## TASK DIRECTIONS
Each entry below is to be given again word for word, with no pictures.

+ + + + + + +

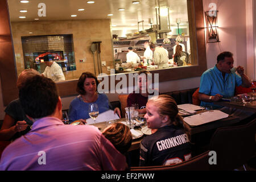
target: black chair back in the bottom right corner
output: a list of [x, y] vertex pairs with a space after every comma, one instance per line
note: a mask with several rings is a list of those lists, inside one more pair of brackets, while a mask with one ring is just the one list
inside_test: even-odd
[[215, 131], [209, 150], [216, 151], [212, 170], [233, 170], [246, 164], [255, 153], [256, 119], [246, 125], [222, 127]]

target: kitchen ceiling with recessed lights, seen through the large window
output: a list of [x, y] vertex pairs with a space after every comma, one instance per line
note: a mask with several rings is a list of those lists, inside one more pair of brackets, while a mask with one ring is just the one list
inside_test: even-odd
[[[187, 0], [140, 0], [139, 4], [133, 4], [135, 0], [94, 0], [88, 4], [87, 0], [28, 0], [29, 3], [20, 3], [19, 0], [8, 0], [11, 22], [46, 21], [46, 20], [81, 20], [81, 19], [111, 19], [113, 30], [123, 27], [137, 29], [137, 22], [144, 20], [144, 28], [147, 28], [148, 18], [153, 18], [156, 24], [155, 7], [167, 6], [170, 14], [171, 26], [177, 26], [176, 18], [180, 18], [180, 26], [187, 26]], [[39, 17], [39, 3], [46, 4], [46, 17]], [[125, 8], [119, 11], [119, 8]], [[78, 11], [78, 9], [85, 9]], [[27, 13], [20, 13], [27, 10]], [[113, 16], [108, 16], [113, 14]], [[77, 15], [71, 17], [71, 15]], [[26, 16], [20, 19], [19, 16]], [[35, 20], [38, 18], [39, 20]]]

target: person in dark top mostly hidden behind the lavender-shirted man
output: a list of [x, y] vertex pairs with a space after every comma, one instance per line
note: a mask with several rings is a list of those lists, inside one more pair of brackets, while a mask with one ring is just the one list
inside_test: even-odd
[[[18, 89], [22, 88], [22, 85], [26, 82], [27, 78], [35, 75], [40, 75], [35, 69], [25, 69], [20, 73], [16, 82]], [[0, 140], [15, 140], [30, 131], [30, 126], [33, 122], [26, 117], [19, 99], [11, 101], [5, 109], [5, 113], [3, 125], [0, 129]]]

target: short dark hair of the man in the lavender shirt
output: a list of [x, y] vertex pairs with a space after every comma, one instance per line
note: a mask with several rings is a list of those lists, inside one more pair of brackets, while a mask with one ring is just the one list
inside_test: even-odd
[[55, 82], [40, 75], [27, 78], [19, 90], [19, 100], [24, 112], [34, 119], [53, 114], [58, 98]]

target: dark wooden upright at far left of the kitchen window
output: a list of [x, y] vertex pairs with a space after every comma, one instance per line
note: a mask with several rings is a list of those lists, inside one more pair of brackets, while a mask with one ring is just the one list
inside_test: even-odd
[[3, 104], [18, 98], [16, 65], [7, 0], [0, 0], [0, 77]]

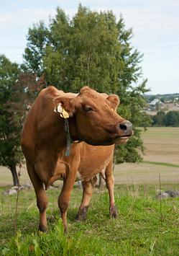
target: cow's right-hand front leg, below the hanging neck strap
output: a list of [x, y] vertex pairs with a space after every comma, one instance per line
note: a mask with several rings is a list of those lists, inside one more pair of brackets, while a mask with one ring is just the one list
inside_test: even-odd
[[63, 188], [58, 198], [58, 206], [60, 208], [60, 216], [63, 221], [63, 226], [65, 232], [68, 231], [67, 225], [67, 210], [70, 201], [71, 191], [75, 183], [77, 169], [68, 169], [65, 173], [65, 178], [63, 181]]

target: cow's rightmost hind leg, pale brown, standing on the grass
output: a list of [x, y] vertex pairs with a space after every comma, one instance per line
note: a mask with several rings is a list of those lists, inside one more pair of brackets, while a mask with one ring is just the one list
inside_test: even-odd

+ + + + + + +

## FINISHED EXERCISE
target: black chair back in the bottom right corner
output: a list of [x, y] vertex pairs with a space after every comma, one instance per line
note: a mask with several rings is a list of those lists, inside one more pair of brackets, while a mask with one ring is just the one list
inside_test: even-odd
[[215, 131], [209, 150], [216, 151], [212, 170], [233, 170], [246, 164], [255, 153], [256, 119], [246, 125], [222, 127]]

target: kitchen ceiling with recessed lights, seen through the large window
output: a list of [x, y] vertex pairs with a space after every comma, one instance per line
note: a mask with several rings is a list of those lists, inside one more pair of brackets, while a mask with one ring is just the one list
inside_test: even-odd
[[[187, 0], [140, 0], [139, 4], [133, 4], [135, 0], [94, 0], [88, 4], [87, 0], [28, 0], [29, 3], [20, 3], [19, 0], [8, 0], [11, 22], [46, 21], [46, 20], [81, 20], [81, 19], [111, 19], [113, 30], [123, 27], [137, 29], [137, 22], [144, 20], [144, 28], [147, 28], [148, 18], [153, 18], [156, 24], [155, 7], [167, 6], [170, 14], [171, 26], [177, 26], [176, 18], [180, 18], [180, 26], [187, 26]], [[39, 17], [39, 3], [46, 4], [46, 17]], [[125, 8], [119, 11], [119, 8]], [[78, 11], [78, 9], [85, 9]], [[27, 13], [20, 13], [27, 10]], [[113, 16], [108, 16], [113, 14]], [[77, 15], [71, 17], [71, 15]], [[26, 16], [20, 19], [19, 16]], [[35, 20], [38, 18], [39, 20]]]

target: person in dark top mostly hidden behind the lavender-shirted man
output: a list of [x, y] vertex pairs with a space after every comma, one instance per line
note: a mask with several rings is a list of those lists, inside one more pair of brackets, while a mask with one ring is just the one list
inside_test: even-odd
[[[18, 89], [22, 88], [22, 85], [26, 82], [27, 78], [35, 75], [40, 75], [35, 69], [25, 69], [20, 73], [16, 82]], [[0, 140], [15, 140], [30, 131], [30, 126], [33, 122], [26, 117], [19, 99], [11, 101], [5, 109], [5, 113], [3, 125], [0, 129]]]

target: short dark hair of the man in the lavender shirt
output: a list of [x, y] vertex pairs with a space after every comma, one instance per line
note: a mask with several rings is a list of those lists, inside one more pair of brackets, while a mask with one ring is just the one list
inside_test: even-odd
[[55, 82], [40, 75], [27, 78], [19, 90], [19, 100], [24, 112], [34, 119], [53, 114], [58, 98]]

target: dark wooden upright at far left of the kitchen window
output: a list of [x, y] vertex pairs with a space after every comma, one instance per line
note: a mask with several rings is a list of those lists, inside one more pair of brackets, while a mask with one ring is just the one list
inside_test: even-odd
[[3, 104], [18, 98], [16, 65], [7, 0], [0, 0], [0, 77]]

target: cow's right-hand front leg, below the hanging neck strap
output: a list of [x, y] vertex pairs with a space after every comma, one instance per line
note: a mask with several rings is a list of those lists, inside one more pair of brackets, while a mask with one ring is just the one list
inside_test: even-odd
[[63, 188], [58, 198], [58, 206], [60, 208], [60, 216], [63, 221], [63, 226], [65, 232], [68, 231], [67, 225], [67, 210], [70, 201], [71, 191], [75, 183], [77, 169], [68, 169], [65, 173], [65, 178], [63, 181]]

target: cow's rightmost hind leg, pale brown, standing on the grass
output: a list of [x, y] vertex pairs with a space after every comma, one instance per line
note: a mask with several rings is a list of those lists, inside one more pair of brackets, while a mask with one ring is just the one list
inside_test: even-odd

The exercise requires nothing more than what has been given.